§ Action item: Extend the account of the panel discussion on patent eligibility under section 101, picking up after its final sentence.
Passage START
By Kevin Seltzer, L’24
On November 10th, the Penn Intellectual Property Group and Penn Carey Law School’s Center for Technology Innovation and Competition hosted a panel discussion about the legal landscape of patent law’s section 101. The provision, which sets the scope of what innovations are eligible to receive patent protection, has received increased scrutiny as courts, practitioners, and industry actors have struggled to apply Supreme Court precedent.
David Taylor—Professor of Law at the SMU Dedman School of Law and the founder and co-director of SMU’s Tsai Center for Law, Science, and Innovation—kicked of the discussion with a brief overview of the history of the Patent Act and how patent eligibility evolved through changes to the statute, and ultimately, the Supreme Court’s decisions in Mayo,Myriad, and Alice. For the remainder of the event, the panel discussed how the current eligibility framework has led to uncertainty in patent litigation, patent prosecution, patent examination, and for industry actors.
Passage END
Information shown START
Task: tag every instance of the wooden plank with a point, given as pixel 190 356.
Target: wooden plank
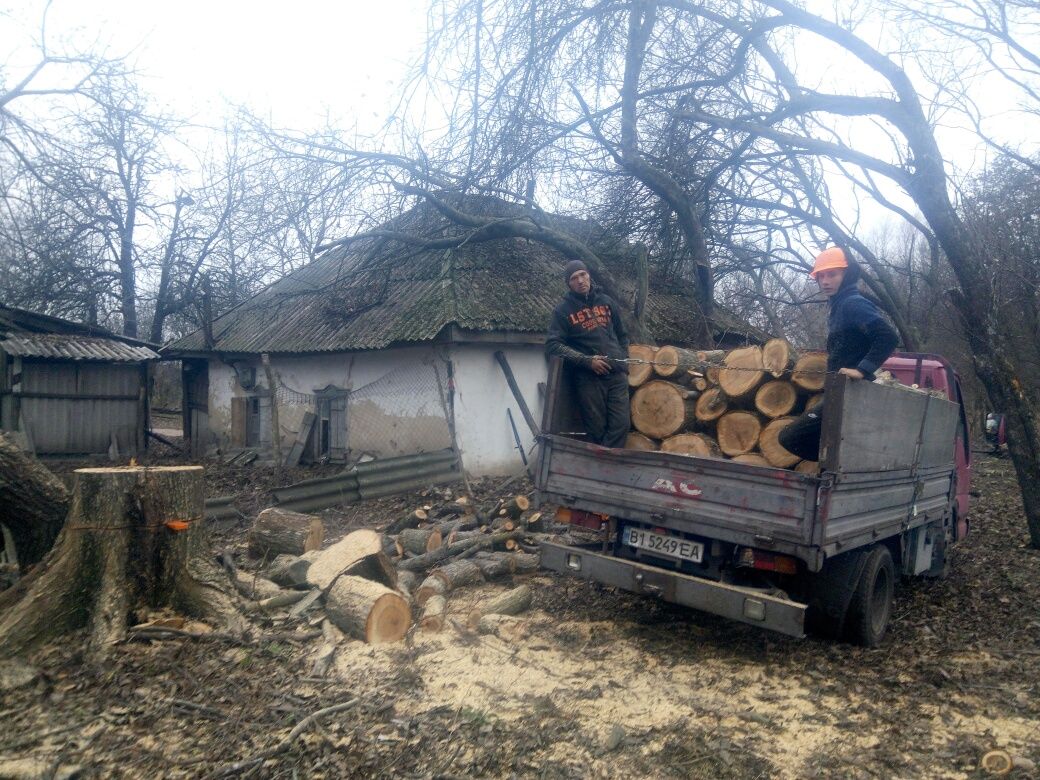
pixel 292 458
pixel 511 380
Information shown END
Information shown START
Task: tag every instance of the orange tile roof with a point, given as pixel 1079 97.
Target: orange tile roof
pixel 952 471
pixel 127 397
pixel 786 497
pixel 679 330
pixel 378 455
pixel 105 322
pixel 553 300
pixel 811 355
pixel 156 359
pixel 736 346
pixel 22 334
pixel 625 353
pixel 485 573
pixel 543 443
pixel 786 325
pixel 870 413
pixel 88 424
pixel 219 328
Information shown END
§ Exercise output:
Gabriel Bell, who is a Partner at the Washington D.C. office of Latham and Watkins in their IP, Supreme Court, and Appellate practice groups, described how the intra-case uncertainty surrounding how the Supreme Court would develop the doctrine on patent eligibility evolved into case-by-case uncertainty in how courts should apply the doctrine. Bell noted that the initial wave of ineligibility findings post Alice seemed to have reached both substantive and procedural inflection points in the Enfish and Burkheimer decisions, respectively. Since the Supreme Court’s surprise denial of certiorari in American Axle, questions remain for actors looking to litigate their patents including whether they are susceptible to a 101 defense, when that defense will be brought, and whether it would survive review at the Federal Circuit.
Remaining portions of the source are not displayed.